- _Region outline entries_
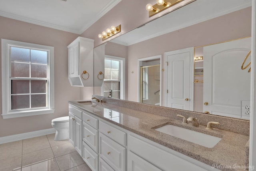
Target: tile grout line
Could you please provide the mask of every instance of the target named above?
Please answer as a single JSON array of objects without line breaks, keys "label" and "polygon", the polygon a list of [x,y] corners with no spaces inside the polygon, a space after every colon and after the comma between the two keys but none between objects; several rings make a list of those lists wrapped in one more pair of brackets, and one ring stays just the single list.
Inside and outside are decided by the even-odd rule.
[{"label": "tile grout line", "polygon": [[46,138],[47,138],[47,139],[48,140],[48,142],[49,142],[49,144],[50,144],[50,146],[51,147],[51,149],[52,150],[52,153],[53,154],[53,155],[54,155],[54,159],[55,159],[55,160],[56,160],[56,162],[57,163],[57,164],[58,165],[58,167],[59,167],[59,169],[60,169],[60,171],[61,171],[61,169],[60,169],[60,165],[59,164],[59,163],[58,162],[58,161],[57,160],[57,159],[56,159],[56,156],[55,156],[55,154],[54,154],[54,153],[53,152],[53,150],[52,150],[52,145],[51,145],[51,144],[50,143],[50,141],[49,141],[49,139],[48,138],[48,137],[47,136],[47,135],[46,135]]},{"label": "tile grout line", "polygon": [[23,140],[22,139],[22,145],[21,146],[21,162],[20,162],[20,171],[22,170],[22,158],[23,156]]}]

- _WHAT THIS TASK INVOLVES_
Rewrite every one of the records with "occurrence" in place of "instance" and everything else unchanged. Omit the pictures from your answer.

- _OUTPUT OF THE EXERCISE_
Target: tile grout line
Could you please provide the mask of every occurrence of the target named above?
Please answer as a single JSON array of objects without line breaks, keys "label" and "polygon", the polygon a list of [x,y] corners with no spaces inside the polygon, a space after every colon and after the comma between the two keys but none between objects; several rings make a list of those lists wrapped in one more pair of brackets, and one ring stays just the single list.
Inside and outside are decided by the even-odd rule.
[{"label": "tile grout line", "polygon": [[46,138],[47,138],[47,139],[48,140],[48,142],[49,142],[49,144],[50,144],[50,146],[51,147],[51,149],[52,150],[52,153],[53,154],[53,155],[54,155],[54,159],[55,159],[55,160],[56,160],[56,162],[57,163],[57,164],[58,165],[58,167],[59,167],[59,169],[60,169],[60,171],[61,171],[61,169],[60,169],[60,165],[59,164],[59,163],[58,162],[58,161],[57,160],[57,159],[56,159],[56,156],[55,156],[55,154],[54,154],[54,153],[53,152],[53,150],[52,150],[52,145],[51,145],[51,144],[50,143],[50,141],[49,141],[49,139],[48,138],[48,137],[47,136],[47,135],[46,135]]},{"label": "tile grout line", "polygon": [[23,140],[22,139],[22,145],[21,146],[21,162],[20,162],[20,171],[22,170],[22,158],[23,156]]}]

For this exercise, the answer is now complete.